■ What the exercise asks
Copy out each of the following lines word for word.

## Begin Data supplied

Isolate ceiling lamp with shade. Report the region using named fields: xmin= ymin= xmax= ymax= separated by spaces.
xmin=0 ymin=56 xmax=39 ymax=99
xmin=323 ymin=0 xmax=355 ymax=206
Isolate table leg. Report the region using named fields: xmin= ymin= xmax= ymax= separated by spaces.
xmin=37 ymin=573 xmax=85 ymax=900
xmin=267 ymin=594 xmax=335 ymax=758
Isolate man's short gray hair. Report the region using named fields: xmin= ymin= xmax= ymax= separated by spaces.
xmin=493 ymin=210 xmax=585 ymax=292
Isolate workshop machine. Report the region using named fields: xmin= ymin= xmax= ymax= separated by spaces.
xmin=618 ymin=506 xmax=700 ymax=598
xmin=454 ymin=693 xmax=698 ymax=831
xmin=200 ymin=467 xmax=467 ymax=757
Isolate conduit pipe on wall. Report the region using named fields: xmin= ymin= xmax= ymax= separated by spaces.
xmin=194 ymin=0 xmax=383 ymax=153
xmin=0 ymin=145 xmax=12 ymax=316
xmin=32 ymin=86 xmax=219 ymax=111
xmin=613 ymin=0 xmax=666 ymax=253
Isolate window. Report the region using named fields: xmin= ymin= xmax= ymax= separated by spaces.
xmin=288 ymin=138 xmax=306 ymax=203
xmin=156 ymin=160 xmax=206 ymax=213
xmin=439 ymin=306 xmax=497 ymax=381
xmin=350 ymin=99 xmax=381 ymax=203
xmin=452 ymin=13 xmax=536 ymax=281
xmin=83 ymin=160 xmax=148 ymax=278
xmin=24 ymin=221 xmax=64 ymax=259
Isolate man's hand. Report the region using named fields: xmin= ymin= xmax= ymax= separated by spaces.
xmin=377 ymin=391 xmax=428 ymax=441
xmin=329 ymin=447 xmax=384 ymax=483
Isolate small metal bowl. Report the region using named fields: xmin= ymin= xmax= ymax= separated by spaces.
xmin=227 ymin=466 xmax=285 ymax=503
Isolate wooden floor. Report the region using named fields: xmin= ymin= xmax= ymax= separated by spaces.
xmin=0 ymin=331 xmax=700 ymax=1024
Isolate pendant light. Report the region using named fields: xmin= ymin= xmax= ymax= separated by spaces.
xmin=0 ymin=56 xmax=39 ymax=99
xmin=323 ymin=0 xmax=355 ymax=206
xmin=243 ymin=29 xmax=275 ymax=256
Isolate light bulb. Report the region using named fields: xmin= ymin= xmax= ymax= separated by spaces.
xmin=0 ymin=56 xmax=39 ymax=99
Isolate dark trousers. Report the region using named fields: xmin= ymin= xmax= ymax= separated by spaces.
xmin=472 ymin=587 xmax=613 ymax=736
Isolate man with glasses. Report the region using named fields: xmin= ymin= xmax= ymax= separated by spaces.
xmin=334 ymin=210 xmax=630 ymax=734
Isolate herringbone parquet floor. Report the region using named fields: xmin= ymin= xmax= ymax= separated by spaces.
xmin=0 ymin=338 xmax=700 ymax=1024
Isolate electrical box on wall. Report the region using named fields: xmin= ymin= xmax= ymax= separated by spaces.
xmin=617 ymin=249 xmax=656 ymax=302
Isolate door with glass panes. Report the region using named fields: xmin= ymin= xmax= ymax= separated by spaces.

## End Data supplied

■ The result
Isolate ceiling lamp with shade. Report the region using named fields: xmin= ymin= xmax= ymax= separated by spaces.
xmin=0 ymin=56 xmax=39 ymax=99
xmin=323 ymin=0 xmax=355 ymax=206
Isolate table leg. Report the region using named fields: xmin= ymin= xmax= ymax= separated by spaces.
xmin=37 ymin=573 xmax=85 ymax=900
xmin=267 ymin=594 xmax=335 ymax=758
Isolate man's short gray hair. Report the region using named fields: xmin= ymin= xmax= ymax= separated by spaces.
xmin=493 ymin=210 xmax=585 ymax=292
Isolate workshop machine. Report the region using named fields: xmin= ymin= xmax= ymax= separated by spaces.
xmin=618 ymin=506 xmax=700 ymax=598
xmin=454 ymin=693 xmax=698 ymax=831
xmin=200 ymin=467 xmax=467 ymax=757
Isolate conduit pipe on wall. Report the region using named fields: xmin= ymin= xmax= ymax= separated by spaces.
xmin=194 ymin=0 xmax=383 ymax=153
xmin=0 ymin=145 xmax=12 ymax=316
xmin=32 ymin=86 xmax=219 ymax=111
xmin=613 ymin=0 xmax=666 ymax=253
Isolate window. Report the region using named fields: xmin= ymin= xmax= ymax= separated by spaces.
xmin=288 ymin=138 xmax=306 ymax=203
xmin=156 ymin=160 xmax=206 ymax=213
xmin=439 ymin=306 xmax=497 ymax=381
xmin=350 ymin=99 xmax=381 ymax=203
xmin=452 ymin=13 xmax=536 ymax=281
xmin=83 ymin=160 xmax=148 ymax=278
xmin=24 ymin=221 xmax=64 ymax=259
Isolate man's hand. Report the region using named fields: xmin= ymin= xmax= ymax= separated by spaces.
xmin=377 ymin=391 xmax=428 ymax=441
xmin=329 ymin=447 xmax=384 ymax=483
Isolate small metal bowl. Report the region using named fields: xmin= ymin= xmax= ymax= separated by spaces.
xmin=227 ymin=466 xmax=285 ymax=503
Isolate wooden floor. Report the region using named fields: xmin= ymin= xmax= ymax= separated by spaces.
xmin=0 ymin=331 xmax=700 ymax=1024
Isolate pendant light. Report the region using named fields: xmin= ymin= xmax= ymax= separated by spaces.
xmin=0 ymin=56 xmax=39 ymax=99
xmin=323 ymin=0 xmax=355 ymax=206
xmin=243 ymin=29 xmax=275 ymax=256
Isolate light bulb. Report the region using named fields: xmin= ymin= xmax= ymax= separated by spaces.
xmin=0 ymin=56 xmax=39 ymax=99
Isolate dark trousers. Report the region using named fields: xmin= ymin= xmax= ymax= separated by spaces.
xmin=472 ymin=587 xmax=613 ymax=736
Isolate man with glasses. Report the region using named fields: xmin= ymin= xmax= ymax= separated by spaces.
xmin=334 ymin=210 xmax=630 ymax=734
Isolate herringbone parquet floor. Report the region using named fields: xmin= ymin= xmax= ymax= separated by spaces.
xmin=0 ymin=338 xmax=700 ymax=1024
Isolate electrical box on wall. Report the region using named fields: xmin= ymin= xmax= ymax= separated by spaces.
xmin=617 ymin=249 xmax=656 ymax=302
Isolate door with glass panes. Report the region using named fields: xmin= ymin= xmax= ymax= separated by spaces.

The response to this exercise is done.